Your objective →
Repeat the material below word for word, leaving out the pictures.

Pointing and labeling entries →

****************************************

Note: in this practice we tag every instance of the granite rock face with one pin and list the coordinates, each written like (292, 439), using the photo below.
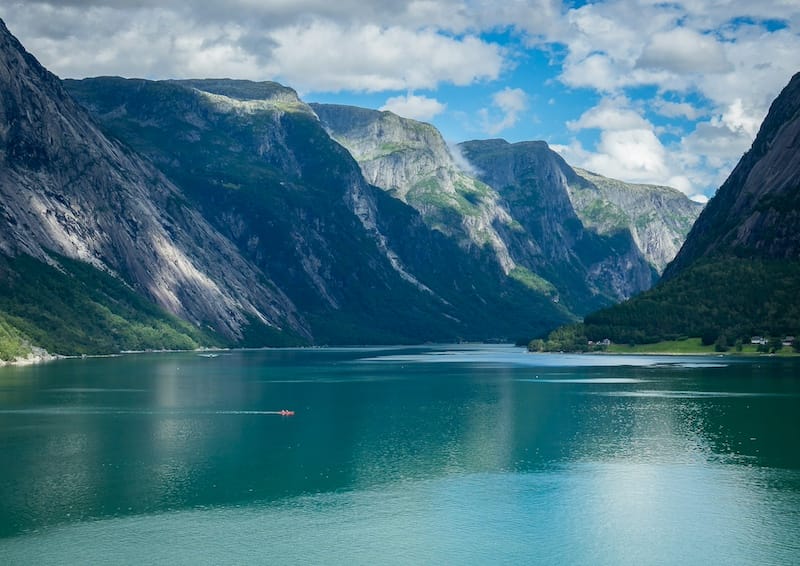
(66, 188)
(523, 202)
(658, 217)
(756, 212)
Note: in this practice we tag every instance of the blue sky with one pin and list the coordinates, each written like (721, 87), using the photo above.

****************************************

Written solution →
Note: in this practice we tag every instance of the granite rock face with one pin and list the coordinates, each written like (292, 439), using the photo below.
(66, 188)
(523, 202)
(658, 217)
(756, 212)
Note: in this practice we tag every instance of the blue sky with one pin and list the coordinates, each written like (721, 87), using the photo above.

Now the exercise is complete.